“You just don’t get it,” the client explains. “I have great claims and I’ve spent over $300,000 in legal fees and two years of my life to get here. Obviously, my lawsuit must be worth more than my investment in money, time, energy, stress, and opportunity costs. How can you possibly suggest I should consider settling for less than what I have into the case or, even worse, write a check to resolve counterclaims that are a bunch of BS?”
That in a nutshell, is the Sunk Cost Fallacy: the idea that there is necessarily some relationship between one’s past investment in an asset and the current value of that asset – and in this case the “asset” is the claims in the lawsuit. Of course, the asset does not “remember” how much you have invested in it. $20,000 investments at the $20 per share that both Enron and Amazon were trading for in 1998 would result in vastly different values for each of those assets/investments today – with today’s values having no relationship whatsoever to the amount previously invested.
Essentially, the irrelevance of Sunk Costs demands that you ignore your past investment and focus only on what your asset is worth today. Stated another way, a rational economic player must fully embrace and understand that their past investments – their “Sunk Costs” – are irrelevant to a rationale decision about the value of that asset now.
The inability to ignore Sunk Costs when making decisions about whether to continue with an endeavor or investment is what leads to staying in unrewarding (or worse) business or personal relationships because of “all of the years already invested”; continuing to pour money and time into losing business or professional endeavors (such as litigation) in the hope that somehow it will all ultimately work out in your favor; and not cutting your losses and moving on. It ignores a primary rule of life. To paraphrase Will Rogers: “The first step to getting out of a deep hole is to stop digging”.
Most reasonably intelligent people can logically understand that the amount previously invested in a lawsuit does not inform the determination of the current settlement value of the case. Why then do even highly experienced, rational, and smart litigants (and their counsel) often fall prey to the Sunk Cost Fallacy and let their past investment in a lawsuit largely drive case valuation and settlement decisions?

→ **Given request A**
Please rewrite the passage on the Sunk Cost Fallacy, starting at "Most reasonably intelligent" and ending at "and settlement decisions?", and substitute "legal case" for "lawsuit".
→ **Given request B**
In the passage on the Sunk Cost Fallacy, list each thing the client names after the words "more than my investment in".
→ **Given request C**
Summarize the passage on the Sunk Cost Fallacy in two sentences.
The records that follow have no connection to the passage on the Sunk Cost Fallacy.

→ **Raw data**
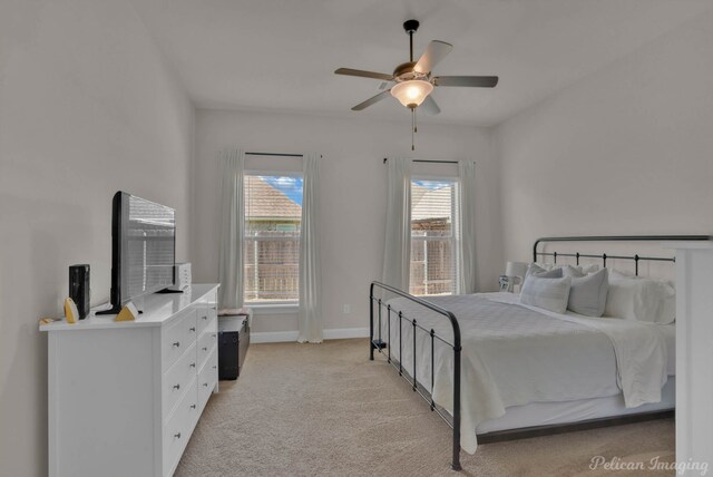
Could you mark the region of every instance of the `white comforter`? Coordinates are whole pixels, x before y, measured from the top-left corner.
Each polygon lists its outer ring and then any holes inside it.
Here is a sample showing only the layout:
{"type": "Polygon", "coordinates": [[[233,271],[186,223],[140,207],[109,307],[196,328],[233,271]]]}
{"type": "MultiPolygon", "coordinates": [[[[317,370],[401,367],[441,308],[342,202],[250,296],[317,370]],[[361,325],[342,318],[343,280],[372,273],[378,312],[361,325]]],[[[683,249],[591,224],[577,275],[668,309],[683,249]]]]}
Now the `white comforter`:
{"type": "MultiPolygon", "coordinates": [[[[486,293],[429,298],[459,321],[461,447],[477,448],[476,427],[529,402],[567,401],[624,393],[627,407],[661,401],[666,347],[656,325],[618,319],[551,313],[517,302],[517,295],[486,293]]],[[[389,301],[404,317],[452,342],[448,320],[406,299],[389,301]]],[[[392,311],[390,352],[400,359],[398,318],[392,311]]],[[[382,335],[388,334],[383,313],[382,335]]],[[[413,367],[413,327],[402,322],[402,359],[413,367]]],[[[436,340],[433,400],[452,412],[453,353],[436,340]]],[[[431,389],[430,337],[417,330],[417,379],[431,389]]]]}

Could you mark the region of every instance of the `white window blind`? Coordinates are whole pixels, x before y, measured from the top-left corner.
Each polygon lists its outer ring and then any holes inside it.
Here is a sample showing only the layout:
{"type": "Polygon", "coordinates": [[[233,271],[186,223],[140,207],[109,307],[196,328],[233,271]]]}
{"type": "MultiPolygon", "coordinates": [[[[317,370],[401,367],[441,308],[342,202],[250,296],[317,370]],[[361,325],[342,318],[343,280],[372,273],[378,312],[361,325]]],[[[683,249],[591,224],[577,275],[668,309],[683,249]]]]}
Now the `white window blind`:
{"type": "Polygon", "coordinates": [[[247,303],[299,300],[302,177],[245,174],[247,303]]]}
{"type": "Polygon", "coordinates": [[[411,294],[458,293],[457,206],[457,181],[411,181],[411,294]]]}

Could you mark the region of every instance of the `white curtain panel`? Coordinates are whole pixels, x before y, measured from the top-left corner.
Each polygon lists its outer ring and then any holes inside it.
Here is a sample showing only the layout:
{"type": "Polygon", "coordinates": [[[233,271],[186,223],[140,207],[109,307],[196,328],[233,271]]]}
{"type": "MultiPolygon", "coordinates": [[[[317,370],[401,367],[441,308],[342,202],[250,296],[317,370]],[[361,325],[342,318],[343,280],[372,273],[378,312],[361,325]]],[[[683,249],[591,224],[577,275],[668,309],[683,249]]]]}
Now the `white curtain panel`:
{"type": "Polygon", "coordinates": [[[243,171],[245,152],[232,147],[218,153],[221,163],[221,256],[218,306],[222,313],[243,305],[243,171]]]}
{"type": "Polygon", "coordinates": [[[297,322],[301,343],[321,343],[322,261],[320,257],[320,155],[304,156],[302,193],[302,232],[300,237],[300,311],[297,322]]]}
{"type": "Polygon", "coordinates": [[[478,288],[476,271],[476,163],[459,160],[458,176],[460,178],[459,293],[469,294],[475,293],[478,288]]]}
{"type": "Polygon", "coordinates": [[[411,164],[408,158],[389,158],[387,236],[383,250],[383,283],[409,291],[411,264],[411,164]]]}

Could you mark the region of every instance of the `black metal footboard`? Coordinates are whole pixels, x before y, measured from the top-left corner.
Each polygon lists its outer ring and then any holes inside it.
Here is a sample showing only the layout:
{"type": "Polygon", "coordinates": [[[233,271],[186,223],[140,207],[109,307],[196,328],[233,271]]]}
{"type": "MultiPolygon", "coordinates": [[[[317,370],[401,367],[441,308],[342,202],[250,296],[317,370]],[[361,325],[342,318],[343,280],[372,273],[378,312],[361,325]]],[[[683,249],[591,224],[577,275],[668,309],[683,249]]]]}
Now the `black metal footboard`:
{"type": "Polygon", "coordinates": [[[374,359],[374,350],[378,350],[380,353],[383,353],[384,348],[387,350],[387,360],[388,362],[393,366],[398,371],[399,371],[399,376],[404,377],[407,380],[409,380],[411,382],[411,387],[413,388],[414,392],[418,392],[419,396],[421,396],[429,405],[431,408],[431,411],[434,411],[436,413],[438,413],[445,421],[446,424],[448,424],[452,429],[453,429],[453,455],[452,455],[452,461],[451,461],[451,468],[453,470],[460,470],[460,352],[461,352],[461,345],[460,345],[460,327],[458,324],[458,320],[456,319],[456,315],[453,313],[451,313],[448,310],[445,310],[438,305],[434,305],[433,303],[429,303],[426,300],[421,300],[419,298],[416,298],[413,295],[410,295],[401,290],[394,289],[393,286],[387,285],[384,283],[380,283],[380,282],[371,282],[371,286],[369,288],[369,330],[370,330],[370,339],[369,339],[369,359],[373,361],[374,359]],[[382,301],[382,299],[378,299],[374,296],[374,289],[381,289],[388,292],[391,292],[395,295],[399,296],[403,296],[410,301],[412,301],[413,303],[418,303],[421,306],[424,306],[438,314],[441,314],[443,317],[446,317],[449,321],[450,324],[452,327],[453,330],[453,342],[449,342],[448,340],[443,339],[443,337],[439,337],[436,331],[433,329],[427,330],[426,328],[421,327],[420,324],[418,324],[417,320],[414,318],[407,318],[402,311],[399,311],[398,313],[395,313],[395,311],[392,310],[390,304],[385,305],[385,311],[387,311],[387,327],[388,327],[388,332],[387,335],[391,337],[391,318],[392,318],[392,312],[395,315],[395,318],[398,318],[399,320],[399,359],[397,360],[395,358],[393,358],[391,356],[391,343],[384,343],[381,337],[381,328],[382,328],[382,311],[384,309],[384,302],[382,301]],[[378,309],[378,334],[374,335],[374,305],[378,309]],[[413,369],[410,370],[411,371],[411,379],[408,379],[408,373],[409,371],[403,369],[403,366],[401,363],[402,361],[402,349],[403,349],[403,340],[401,339],[401,334],[402,334],[402,324],[403,324],[403,320],[408,321],[409,323],[411,323],[411,325],[413,327],[413,369]],[[416,363],[417,363],[417,339],[416,339],[416,333],[417,333],[417,329],[422,330],[423,332],[428,333],[428,335],[430,335],[430,342],[431,342],[431,389],[430,392],[420,383],[417,382],[417,369],[416,369],[416,363]],[[434,357],[434,345],[436,345],[436,340],[441,341],[442,343],[445,343],[446,345],[449,345],[452,350],[453,350],[453,413],[452,413],[452,421],[449,419],[448,413],[443,410],[441,411],[436,402],[433,401],[433,382],[434,382],[434,376],[433,376],[433,357],[434,357]],[[395,361],[395,362],[394,362],[395,361]],[[398,366],[397,366],[398,363],[398,366]],[[404,376],[407,374],[407,376],[404,376]]]}

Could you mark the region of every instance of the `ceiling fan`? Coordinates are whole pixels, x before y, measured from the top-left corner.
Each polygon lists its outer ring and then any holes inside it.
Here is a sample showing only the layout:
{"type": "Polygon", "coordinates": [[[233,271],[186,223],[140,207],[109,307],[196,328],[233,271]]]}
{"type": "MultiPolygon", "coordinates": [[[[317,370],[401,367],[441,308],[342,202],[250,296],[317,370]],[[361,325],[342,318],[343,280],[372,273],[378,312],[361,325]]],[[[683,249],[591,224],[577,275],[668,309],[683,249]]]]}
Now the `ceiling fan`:
{"type": "MultiPolygon", "coordinates": [[[[433,40],[426,48],[421,58],[418,61],[413,61],[413,33],[419,29],[419,25],[418,20],[408,20],[403,23],[403,29],[409,35],[410,59],[397,66],[392,75],[351,68],[339,68],[334,71],[336,75],[381,79],[384,82],[382,82],[380,89],[391,86],[377,96],[358,104],[352,110],[360,111],[391,94],[403,106],[411,109],[412,113],[416,113],[416,108],[420,107],[427,114],[437,115],[441,110],[431,96],[433,87],[494,88],[498,84],[497,76],[432,76],[433,67],[450,52],[453,46],[445,41],[433,40]]],[[[413,120],[416,119],[413,118],[413,120]]]]}

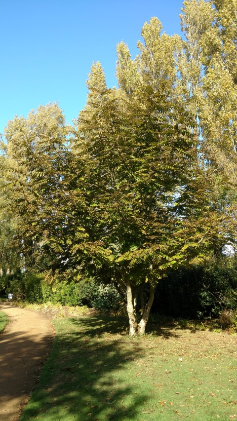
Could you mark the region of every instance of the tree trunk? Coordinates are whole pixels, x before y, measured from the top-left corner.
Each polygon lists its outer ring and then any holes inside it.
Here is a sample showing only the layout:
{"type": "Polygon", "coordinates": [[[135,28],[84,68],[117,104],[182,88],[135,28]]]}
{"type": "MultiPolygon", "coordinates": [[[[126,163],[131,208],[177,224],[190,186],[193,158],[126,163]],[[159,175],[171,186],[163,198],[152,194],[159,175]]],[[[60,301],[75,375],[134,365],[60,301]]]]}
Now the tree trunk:
{"type": "Polygon", "coordinates": [[[142,316],[145,311],[145,300],[142,285],[141,285],[139,287],[139,295],[141,301],[141,315],[142,316]]]}
{"type": "Polygon", "coordinates": [[[134,301],[132,296],[132,289],[129,279],[126,280],[127,310],[129,320],[129,335],[134,336],[137,333],[138,326],[134,311],[134,301]]]}
{"type": "Polygon", "coordinates": [[[150,297],[148,302],[146,306],[144,312],[141,319],[140,323],[138,326],[138,333],[140,335],[144,335],[146,329],[148,318],[149,317],[150,312],[153,303],[155,295],[155,287],[153,285],[150,285],[150,297]]]}

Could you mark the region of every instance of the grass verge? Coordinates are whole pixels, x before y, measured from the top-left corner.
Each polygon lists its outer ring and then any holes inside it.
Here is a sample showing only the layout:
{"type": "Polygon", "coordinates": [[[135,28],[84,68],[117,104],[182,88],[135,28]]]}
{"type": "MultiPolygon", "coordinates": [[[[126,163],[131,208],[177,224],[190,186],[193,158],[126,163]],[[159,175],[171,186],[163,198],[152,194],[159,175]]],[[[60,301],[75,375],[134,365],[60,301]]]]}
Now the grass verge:
{"type": "Polygon", "coordinates": [[[2,332],[7,323],[9,321],[9,319],[3,311],[0,311],[0,333],[2,332]]]}
{"type": "Polygon", "coordinates": [[[19,421],[237,418],[237,336],[160,327],[131,338],[121,319],[95,315],[54,325],[19,421]]]}

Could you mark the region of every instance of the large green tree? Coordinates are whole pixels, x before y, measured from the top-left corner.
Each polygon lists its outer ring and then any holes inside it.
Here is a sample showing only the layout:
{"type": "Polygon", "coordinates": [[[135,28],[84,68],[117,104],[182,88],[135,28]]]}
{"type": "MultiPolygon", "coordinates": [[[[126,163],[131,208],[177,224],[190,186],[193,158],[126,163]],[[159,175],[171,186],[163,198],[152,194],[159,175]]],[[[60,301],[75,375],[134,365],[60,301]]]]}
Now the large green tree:
{"type": "Polygon", "coordinates": [[[131,335],[145,331],[156,282],[170,267],[203,258],[213,234],[200,222],[207,199],[194,193],[204,172],[195,119],[173,89],[177,38],[161,29],[155,18],[145,24],[134,61],[124,43],[118,46],[118,89],[107,88],[101,65],[93,65],[75,146],[87,195],[75,256],[126,291],[131,335]],[[189,213],[195,201],[198,211],[189,213]]]}

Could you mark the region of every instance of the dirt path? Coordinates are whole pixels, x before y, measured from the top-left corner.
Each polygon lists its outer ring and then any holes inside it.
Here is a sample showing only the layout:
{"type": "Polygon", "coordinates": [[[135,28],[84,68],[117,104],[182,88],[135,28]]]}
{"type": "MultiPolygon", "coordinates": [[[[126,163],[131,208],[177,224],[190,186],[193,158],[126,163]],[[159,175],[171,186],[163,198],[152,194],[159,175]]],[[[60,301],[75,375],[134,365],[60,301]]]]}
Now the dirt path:
{"type": "Polygon", "coordinates": [[[54,331],[42,314],[0,303],[9,322],[0,335],[0,420],[16,421],[37,382],[54,331]]]}

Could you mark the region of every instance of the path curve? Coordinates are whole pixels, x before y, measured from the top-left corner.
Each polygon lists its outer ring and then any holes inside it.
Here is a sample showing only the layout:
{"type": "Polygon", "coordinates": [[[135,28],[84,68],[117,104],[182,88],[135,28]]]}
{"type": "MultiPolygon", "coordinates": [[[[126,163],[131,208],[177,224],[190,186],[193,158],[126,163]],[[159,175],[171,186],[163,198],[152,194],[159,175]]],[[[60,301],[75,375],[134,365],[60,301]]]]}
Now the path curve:
{"type": "Polygon", "coordinates": [[[36,385],[54,338],[43,314],[0,303],[9,322],[0,335],[0,420],[16,421],[36,385]]]}

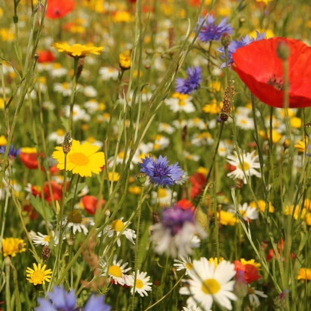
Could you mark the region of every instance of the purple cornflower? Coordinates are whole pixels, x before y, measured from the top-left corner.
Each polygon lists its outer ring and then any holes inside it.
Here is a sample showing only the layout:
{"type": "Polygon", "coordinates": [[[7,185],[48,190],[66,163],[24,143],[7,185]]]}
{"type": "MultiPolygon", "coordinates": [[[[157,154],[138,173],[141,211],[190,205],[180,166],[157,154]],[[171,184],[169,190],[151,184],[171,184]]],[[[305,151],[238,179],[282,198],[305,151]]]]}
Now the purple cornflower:
{"type": "Polygon", "coordinates": [[[193,213],[191,210],[179,207],[164,209],[161,218],[162,224],[169,230],[172,236],[178,233],[185,223],[194,222],[193,213]]]}
{"type": "Polygon", "coordinates": [[[207,236],[196,221],[193,212],[176,206],[164,209],[161,221],[153,225],[150,229],[155,251],[174,258],[185,257],[191,254],[193,248],[200,246],[198,237],[207,236]]]}
{"type": "Polygon", "coordinates": [[[190,94],[197,90],[202,81],[202,68],[198,66],[187,68],[187,79],[177,78],[175,80],[175,91],[182,94],[190,94]]]}
{"type": "MultiPolygon", "coordinates": [[[[198,26],[201,25],[203,19],[200,18],[198,26]]],[[[199,39],[203,42],[207,42],[212,40],[219,40],[224,32],[230,34],[232,33],[233,28],[231,24],[227,23],[226,17],[223,18],[217,25],[215,23],[216,19],[212,15],[209,15],[199,33],[199,39]]]]}
{"type": "MultiPolygon", "coordinates": [[[[0,147],[0,153],[3,153],[4,154],[5,153],[6,148],[6,146],[2,146],[0,147]]],[[[17,148],[16,150],[14,150],[14,146],[13,145],[11,145],[10,146],[8,155],[9,159],[15,159],[20,153],[20,148],[17,148]]]]}
{"type": "Polygon", "coordinates": [[[63,285],[59,287],[55,285],[53,291],[47,294],[48,299],[38,298],[40,306],[35,308],[35,311],[110,311],[111,307],[104,303],[104,295],[95,296],[93,294],[90,297],[83,309],[76,308],[77,298],[74,290],[69,292],[63,285]]]}
{"type": "Polygon", "coordinates": [[[174,185],[176,182],[181,179],[184,172],[178,165],[178,163],[169,165],[166,156],[160,156],[154,161],[152,157],[147,156],[142,159],[140,171],[145,173],[150,178],[151,181],[156,184],[163,186],[174,185]]]}
{"type": "MultiPolygon", "coordinates": [[[[243,37],[241,38],[239,40],[236,39],[235,40],[233,40],[230,42],[229,46],[228,46],[228,64],[229,66],[233,63],[232,54],[235,52],[237,49],[241,48],[242,46],[247,45],[251,42],[253,42],[253,41],[258,41],[258,40],[262,40],[266,38],[265,32],[263,32],[261,35],[259,34],[259,32],[256,30],[256,33],[257,34],[257,37],[256,39],[253,37],[250,38],[249,36],[248,35],[247,35],[244,38],[243,37]]],[[[225,48],[223,46],[219,49],[217,49],[216,50],[222,53],[222,55],[220,57],[221,58],[223,59],[225,58],[225,48]]],[[[220,65],[220,68],[223,68],[225,67],[226,63],[225,62],[220,65]]]]}

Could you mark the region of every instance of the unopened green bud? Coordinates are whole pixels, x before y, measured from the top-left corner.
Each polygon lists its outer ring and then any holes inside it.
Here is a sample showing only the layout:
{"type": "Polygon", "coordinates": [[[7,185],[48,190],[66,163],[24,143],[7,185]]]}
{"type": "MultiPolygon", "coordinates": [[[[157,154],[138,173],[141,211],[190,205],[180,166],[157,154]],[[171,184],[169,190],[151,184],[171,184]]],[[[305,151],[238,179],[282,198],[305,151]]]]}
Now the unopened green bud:
{"type": "Polygon", "coordinates": [[[137,175],[137,179],[140,183],[145,183],[147,179],[147,176],[145,173],[139,173],[137,175]]]}

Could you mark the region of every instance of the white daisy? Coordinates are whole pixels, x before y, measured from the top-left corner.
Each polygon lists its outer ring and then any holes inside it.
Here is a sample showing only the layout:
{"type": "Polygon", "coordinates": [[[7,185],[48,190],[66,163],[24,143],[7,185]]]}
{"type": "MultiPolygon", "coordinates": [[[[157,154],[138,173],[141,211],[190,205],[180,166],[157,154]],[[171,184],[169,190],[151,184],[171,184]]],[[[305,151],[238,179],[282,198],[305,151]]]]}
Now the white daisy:
{"type": "Polygon", "coordinates": [[[252,306],[258,306],[260,305],[260,302],[257,295],[263,298],[267,298],[268,296],[263,293],[263,292],[257,290],[254,287],[252,287],[250,284],[248,284],[248,298],[249,302],[252,306]]]}
{"type": "Polygon", "coordinates": [[[67,230],[72,229],[72,233],[76,234],[77,231],[81,233],[83,231],[85,235],[87,234],[89,232],[87,226],[94,225],[94,219],[92,217],[84,217],[81,213],[77,210],[74,210],[67,216],[64,217],[63,225],[67,224],[67,230]]]}
{"type": "Polygon", "coordinates": [[[158,128],[159,132],[165,132],[168,134],[172,134],[175,130],[174,128],[171,126],[168,123],[160,123],[158,128]]]}
{"type": "Polygon", "coordinates": [[[126,268],[128,262],[125,262],[123,265],[122,259],[117,261],[117,255],[114,256],[112,264],[109,265],[106,261],[102,261],[100,264],[102,268],[101,275],[104,276],[109,276],[114,280],[115,284],[124,285],[126,284],[128,276],[125,274],[131,270],[131,268],[126,268]]]}
{"type": "MultiPolygon", "coordinates": [[[[50,231],[50,234],[48,235],[37,232],[36,234],[32,237],[31,239],[35,245],[46,245],[48,246],[51,239],[52,238],[54,239],[54,246],[56,246],[58,244],[59,235],[58,232],[55,234],[55,233],[53,230],[50,231]]],[[[63,238],[64,239],[66,238],[64,236],[63,238]]]]}
{"type": "MultiPolygon", "coordinates": [[[[134,289],[134,281],[135,279],[135,272],[133,272],[132,274],[127,276],[126,277],[126,285],[130,286],[131,293],[133,294],[134,289]]],[[[142,297],[148,296],[147,291],[152,290],[151,285],[152,283],[148,281],[150,279],[150,276],[147,276],[146,272],[140,272],[137,270],[136,282],[135,285],[135,292],[138,293],[142,297]]]]}
{"type": "Polygon", "coordinates": [[[100,77],[104,80],[117,80],[119,76],[119,71],[113,67],[102,67],[99,70],[100,77]]]}
{"type": "Polygon", "coordinates": [[[238,114],[235,117],[236,126],[244,130],[253,130],[255,128],[253,118],[243,114],[238,114]]]}
{"type": "Polygon", "coordinates": [[[56,142],[58,144],[63,142],[66,134],[65,131],[59,128],[56,132],[52,132],[49,135],[49,140],[51,142],[56,142]]]}
{"type": "Polygon", "coordinates": [[[125,235],[125,237],[133,244],[135,244],[134,239],[136,239],[135,231],[132,229],[126,228],[130,224],[130,222],[123,221],[123,217],[114,220],[111,225],[107,226],[104,230],[104,233],[107,233],[109,238],[114,236],[118,237],[117,240],[117,244],[119,247],[121,246],[121,240],[120,237],[121,235],[125,235]],[[124,229],[124,228],[125,228],[124,229]]]}
{"type": "Polygon", "coordinates": [[[221,306],[232,310],[230,299],[237,299],[232,292],[234,281],[230,281],[235,275],[234,264],[223,261],[215,269],[214,262],[210,263],[205,257],[194,260],[193,264],[193,268],[189,272],[191,278],[188,280],[189,286],[182,287],[179,293],[191,295],[203,309],[210,309],[215,300],[221,306]]]}
{"type": "Polygon", "coordinates": [[[187,259],[185,259],[182,256],[180,256],[180,258],[181,260],[179,259],[174,259],[174,262],[175,263],[173,264],[173,266],[176,268],[176,270],[178,271],[185,270],[185,275],[188,275],[188,272],[192,269],[193,265],[191,262],[191,258],[189,256],[187,256],[187,259]]]}
{"type": "MultiPolygon", "coordinates": [[[[251,152],[244,152],[240,155],[240,157],[243,164],[244,170],[246,175],[249,177],[254,175],[256,177],[260,178],[261,174],[256,169],[260,169],[260,165],[259,162],[257,162],[259,157],[258,155],[254,156],[255,150],[251,152]]],[[[227,176],[234,179],[242,179],[244,184],[247,183],[246,179],[244,176],[244,174],[242,169],[242,167],[238,157],[238,154],[234,151],[234,155],[229,155],[227,157],[227,161],[231,165],[235,167],[235,169],[232,172],[228,173],[227,176]]]]}
{"type": "Polygon", "coordinates": [[[160,188],[158,191],[151,193],[152,204],[159,204],[162,206],[168,206],[174,203],[177,198],[177,193],[168,188],[160,188]]]}

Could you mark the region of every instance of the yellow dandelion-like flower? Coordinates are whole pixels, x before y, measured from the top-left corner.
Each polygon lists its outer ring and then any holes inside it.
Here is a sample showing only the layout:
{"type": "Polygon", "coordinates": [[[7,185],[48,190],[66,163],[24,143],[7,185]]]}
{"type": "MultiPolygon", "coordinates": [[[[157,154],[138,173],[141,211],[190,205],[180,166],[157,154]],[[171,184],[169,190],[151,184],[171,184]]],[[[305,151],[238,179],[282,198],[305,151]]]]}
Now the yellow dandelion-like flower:
{"type": "Polygon", "coordinates": [[[16,253],[26,252],[24,247],[26,243],[24,240],[18,238],[7,238],[2,239],[2,252],[3,256],[15,257],[16,253]]]}
{"type": "Polygon", "coordinates": [[[311,269],[301,268],[298,272],[298,274],[296,278],[297,280],[301,280],[303,281],[306,280],[311,280],[311,269]]]}
{"type": "Polygon", "coordinates": [[[57,49],[59,52],[64,52],[70,56],[77,58],[84,57],[90,54],[99,55],[100,52],[104,49],[102,46],[88,46],[79,43],[75,43],[71,45],[66,42],[63,43],[55,42],[52,46],[57,49]]]}
{"type": "Polygon", "coordinates": [[[51,279],[51,276],[52,271],[51,269],[45,270],[46,265],[44,265],[42,267],[41,264],[38,263],[38,266],[34,262],[33,264],[34,269],[32,269],[29,267],[27,267],[26,272],[28,274],[26,279],[29,281],[30,283],[32,283],[34,285],[38,284],[45,284],[45,281],[49,282],[51,279]]]}
{"type": "MultiPolygon", "coordinates": [[[[65,168],[65,154],[62,147],[56,147],[52,155],[58,163],[57,168],[65,168]]],[[[81,177],[91,176],[92,173],[99,174],[101,168],[105,163],[105,155],[103,152],[97,152],[99,147],[86,142],[81,145],[79,141],[72,140],[70,151],[67,154],[66,170],[72,171],[81,177]]]]}
{"type": "Polygon", "coordinates": [[[251,259],[250,260],[245,260],[244,258],[241,258],[240,261],[242,265],[251,265],[258,269],[261,265],[259,262],[255,262],[254,259],[251,259]]]}
{"type": "Polygon", "coordinates": [[[121,53],[119,54],[119,65],[120,68],[126,70],[131,68],[131,57],[121,53]]]}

→ **Exercise response A**
Most reasonably intelligent people can logically understand that the amount previously invested in a legal case does not inform the determination of the current settlement value of the case. Why then do even highly experienced, rational, and smart litigants (and their counsel) often fall prey to the Sunk Cost Fallacy and let their past investment in a legal case largely drive case valuation and settlement decisions?

→ **Exercise response B**
money, time, energy, stress, opportunity costs

→ **Exercise response C**
The passage uses a client who has spent over $300,000 and two years on a lawsuit to illustrate the Sunk Cost Fallacy, the idea that past investment in an asset is necessarily related to its current value. It argues that a rational decision-maker must ignore sunk costs and focus only on what the asset is worth today, since failing to do so keeps people pouring money and time into losing endeavors such as litigation, and it asks why even experienced litigants and their counsel still let past investment drive case valuation and settlement decisions.